Extract:
= = = = = = =
But, our goal isn’t to see this information in a web browser. Web browsers are for humans. We want to use this information computationally…

Requesting Web Pages from Python

To accomplish API interactions, we need to use HTTP requests.

# The requests module allows you to send URL requests from python
import requests

# Beautiful Soup has functions to 'clean up' returned web pages into human-friendlier formats
from bs4 import BeautifulSoup

EUtils Search, through Python

print(search_url)
http://eutils.ncbi.nlm.nih.gov/entrez/eutils/esearch.fcgi?term=brain
# Request the search page, and parse
search_page = requests.get(search_url)
search_content = BeautifulSoup(search_page.content, 'xml')
# Check out the content of the returned page
search_content
<?xml version="1.0" encoding="utf-8"?>
<!DOCTYPE eSearchResult PUBLIC "-//NLM//DTD esearch 20060628//EN" "https://eutils.ncbi.nlm.nih.gov/eutils/dtd/20060628/esearch.dtd">
<eSearchResult><Count>1918610</Count><RetMax>20</RetMax><RetStart>0</RetStart><IdList>
<Id>31739380</Id>
<Id>31739316</Id>
<Id>31739314</Id>
<Id>31739299</Id>
<Id>31739290</Id>
<Id>31739282</Id>
<Id>31739269</Id>
<Id>31739238</Id>
<Id>31739234</Id>
<Id>31739187</Id>
<Id>31739167</Id>
<Id>31739162</Id>
<Id>31739156</Id>
<Id>31739114</Id>
<Id>31739112</Id>
<Id>31739106</Id>
<Id>31739099</Id>
<Id>31739096</Id>
<Id>31739095</Id>
<Id>31739086</Id>
</IdList><TranslationSet><Translation> <From>brain</From> <To>"brain"[MeSH Terms] OR "brain"[All Fields]</To> </Translation></TranslationSet><TranslationStack> <TermSet> <Term>"brain"[MeSH Terms]</Term> <Field>MeSH Terms</Field> <Count>1178507</Count> <Explode>Y</Explode> </TermSet> <TermSet> <Term>"brain"[All Fields]</Term> <Field>All Fields</Field> <Count>1531532</Count> <Explode>N</Explode> </TermSet> <OP>OR</OP> <OP>GROUP</OP> </TranslationStack><QueryTranslation>"brain"[MeSH Terms] OR "brain"[All Fields]</QueryTranslation></eSearchResult>

EUtils Fetch, through Python

print(fetch_url)
= = = = = = =
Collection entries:
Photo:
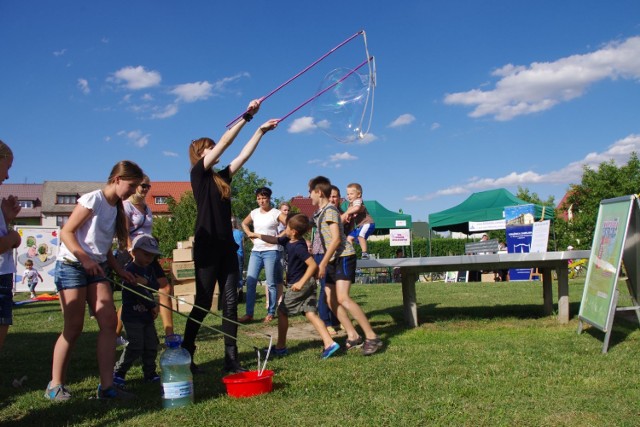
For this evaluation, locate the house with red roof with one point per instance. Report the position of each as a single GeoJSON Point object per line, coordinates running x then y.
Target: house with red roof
{"type": "Point", "coordinates": [160, 192]}
{"type": "Point", "coordinates": [30, 200]}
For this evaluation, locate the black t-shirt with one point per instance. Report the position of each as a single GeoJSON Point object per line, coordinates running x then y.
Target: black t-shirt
{"type": "Point", "coordinates": [213, 222]}
{"type": "Point", "coordinates": [297, 255]}
{"type": "Point", "coordinates": [136, 308]}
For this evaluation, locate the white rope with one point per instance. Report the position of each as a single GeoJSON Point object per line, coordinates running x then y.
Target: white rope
{"type": "Point", "coordinates": [370, 92]}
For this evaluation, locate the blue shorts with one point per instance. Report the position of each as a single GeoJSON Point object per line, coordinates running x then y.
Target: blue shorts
{"type": "Point", "coordinates": [342, 268]}
{"type": "Point", "coordinates": [364, 231]}
{"type": "Point", "coordinates": [71, 275]}
{"type": "Point", "coordinates": [6, 299]}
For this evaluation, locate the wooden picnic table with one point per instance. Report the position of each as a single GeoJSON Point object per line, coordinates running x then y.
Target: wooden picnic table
{"type": "Point", "coordinates": [545, 262]}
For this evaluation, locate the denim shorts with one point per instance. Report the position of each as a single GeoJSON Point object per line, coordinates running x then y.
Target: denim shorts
{"type": "Point", "coordinates": [341, 268]}
{"type": "Point", "coordinates": [6, 299]}
{"type": "Point", "coordinates": [71, 275]}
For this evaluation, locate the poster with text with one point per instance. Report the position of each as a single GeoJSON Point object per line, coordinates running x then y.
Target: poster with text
{"type": "Point", "coordinates": [39, 245]}
{"type": "Point", "coordinates": [519, 231]}
{"type": "Point", "coordinates": [399, 237]}
{"type": "Point", "coordinates": [604, 263]}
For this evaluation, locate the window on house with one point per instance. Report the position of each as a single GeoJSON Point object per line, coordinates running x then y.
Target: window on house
{"type": "Point", "coordinates": [66, 199]}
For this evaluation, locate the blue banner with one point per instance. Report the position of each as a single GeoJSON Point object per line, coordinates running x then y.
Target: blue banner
{"type": "Point", "coordinates": [519, 230]}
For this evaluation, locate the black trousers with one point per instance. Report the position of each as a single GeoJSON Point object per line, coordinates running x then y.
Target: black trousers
{"type": "Point", "coordinates": [223, 271]}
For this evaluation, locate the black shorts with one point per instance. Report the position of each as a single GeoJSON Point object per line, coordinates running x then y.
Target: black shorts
{"type": "Point", "coordinates": [341, 268]}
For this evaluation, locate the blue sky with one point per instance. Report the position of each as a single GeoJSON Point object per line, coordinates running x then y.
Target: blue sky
{"type": "Point", "coordinates": [470, 95]}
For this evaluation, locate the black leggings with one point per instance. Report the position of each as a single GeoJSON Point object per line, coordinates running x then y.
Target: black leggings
{"type": "Point", "coordinates": [225, 273]}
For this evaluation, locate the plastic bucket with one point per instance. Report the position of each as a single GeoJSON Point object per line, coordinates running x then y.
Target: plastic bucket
{"type": "Point", "coordinates": [247, 384]}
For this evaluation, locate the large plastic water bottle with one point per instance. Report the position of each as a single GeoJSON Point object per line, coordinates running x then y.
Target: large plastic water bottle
{"type": "Point", "coordinates": [177, 381]}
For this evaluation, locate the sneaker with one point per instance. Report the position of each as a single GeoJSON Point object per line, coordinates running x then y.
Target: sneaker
{"type": "Point", "coordinates": [119, 381]}
{"type": "Point", "coordinates": [246, 318]}
{"type": "Point", "coordinates": [279, 352]}
{"type": "Point", "coordinates": [153, 378]}
{"type": "Point", "coordinates": [327, 352]}
{"type": "Point", "coordinates": [113, 393]}
{"type": "Point", "coordinates": [357, 343]}
{"type": "Point", "coordinates": [58, 393]}
{"type": "Point", "coordinates": [371, 346]}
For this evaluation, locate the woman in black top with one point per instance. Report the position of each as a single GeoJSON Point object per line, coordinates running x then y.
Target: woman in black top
{"type": "Point", "coordinates": [214, 250]}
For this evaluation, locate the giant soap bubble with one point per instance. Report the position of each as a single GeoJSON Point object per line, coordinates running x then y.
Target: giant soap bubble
{"type": "Point", "coordinates": [341, 111]}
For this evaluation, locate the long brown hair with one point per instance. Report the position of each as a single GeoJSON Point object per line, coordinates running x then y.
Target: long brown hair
{"type": "Point", "coordinates": [195, 153]}
{"type": "Point", "coordinates": [5, 151]}
{"type": "Point", "coordinates": [127, 171]}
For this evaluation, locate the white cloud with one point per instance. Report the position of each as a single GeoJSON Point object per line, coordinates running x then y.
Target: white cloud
{"type": "Point", "coordinates": [367, 138]}
{"type": "Point", "coordinates": [402, 120]}
{"type": "Point", "coordinates": [619, 152]}
{"type": "Point", "coordinates": [136, 78]}
{"type": "Point", "coordinates": [542, 85]}
{"type": "Point", "coordinates": [342, 156]}
{"type": "Point", "coordinates": [192, 92]}
{"type": "Point", "coordinates": [302, 124]}
{"type": "Point", "coordinates": [83, 85]}
{"type": "Point", "coordinates": [136, 137]}
{"type": "Point", "coordinates": [168, 111]}
{"type": "Point", "coordinates": [224, 84]}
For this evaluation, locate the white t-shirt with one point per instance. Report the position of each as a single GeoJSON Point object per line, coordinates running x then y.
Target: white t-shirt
{"type": "Point", "coordinates": [7, 266]}
{"type": "Point", "coordinates": [95, 236]}
{"type": "Point", "coordinates": [265, 223]}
= = = = = = =
Aim 1:
Can you render the records as a Markdown table with the columns Row and Line, starting at the line containing "For this evaluation, locate the giant" and ending at the last line of the records? Give each line its own numbered row, and leave out blank lines.
Aim 2:
Could you carry on the text about fetching EUtils pages with Python from the point where it stops?
The text and the records have no connection to each other.

Task result 1:
| Row | Line |
|---|---|
| 1 | For this evaluation, locate the giant soap bubble with one point per instance. Report the position of each as a single GeoJSON Point object per line, coordinates running x then y. |
| 2 | Target: giant soap bubble |
| 3 | {"type": "Point", "coordinates": [341, 111]} |
| 4 | For this evaluation, locate the long brown hair with one point per instance. Report the position of each as a single GeoJSON Point object per line, coordinates running x then y. |
| 5 | Target: long brown hair |
| 6 | {"type": "Point", "coordinates": [195, 153]} |
| 7 | {"type": "Point", "coordinates": [5, 151]} |
| 8 | {"type": "Point", "coordinates": [127, 171]} |
| 9 | For this evaluation, locate the white cloud with one point per instance. Report the position of each as a single GeoJSON Point object per line, coordinates running x then y. |
| 10 | Target: white cloud |
| 11 | {"type": "Point", "coordinates": [367, 138]} |
| 12 | {"type": "Point", "coordinates": [402, 120]} |
| 13 | {"type": "Point", "coordinates": [619, 152]} |
| 14 | {"type": "Point", "coordinates": [136, 78]} |
| 15 | {"type": "Point", "coordinates": [542, 85]} |
| 16 | {"type": "Point", "coordinates": [342, 156]} |
| 17 | {"type": "Point", "coordinates": [192, 92]} |
| 18 | {"type": "Point", "coordinates": [302, 124]} |
| 19 | {"type": "Point", "coordinates": [83, 85]} |
| 20 | {"type": "Point", "coordinates": [136, 137]} |
| 21 | {"type": "Point", "coordinates": [168, 111]} |
| 22 | {"type": "Point", "coordinates": [224, 84]} |
| 23 | For this evaluation, locate the white t-shirt with one point per instance. Report the position of each as a single GeoJSON Point object per line, coordinates running x then y. |
| 24 | Target: white t-shirt |
| 25 | {"type": "Point", "coordinates": [7, 266]} |
| 26 | {"type": "Point", "coordinates": [95, 236]} |
| 27 | {"type": "Point", "coordinates": [265, 223]} |

Task result 2:
http://eutils.ncbi.nlm.nih.gov/entrez/eutils/efetch.fcgi?db=pubmed&retmode=xml&id=30439964
# Request the fetch page, and parse
fetch_page = requests.get(fetch_url)
fetch_content = BeautifulSoup(fetch_page.content, 'lxml')
# Check out the content of the page
# fetch_content

BeautifulSoup Objects

# Our 'fetch_content' variable is a custom BeautifulSoup object
type(fetch_content)
bs4.BeautifulSoup
# We can use some methods to access particular information
fetch_content.find('year').text
'2019'

Literature Scanner

But when making HTTP requests it can be difficult to figure out exactly what URL needs to be specified and how to get the contents back out.

So, often in Python we’ll interact with an API indirectly. There are packages that will use methods and objects to make this easier on us.

LISC : Literature Scanner is a tool for automated meta-analyses of scientific literature (https://github.com/lisc-tools/lisc)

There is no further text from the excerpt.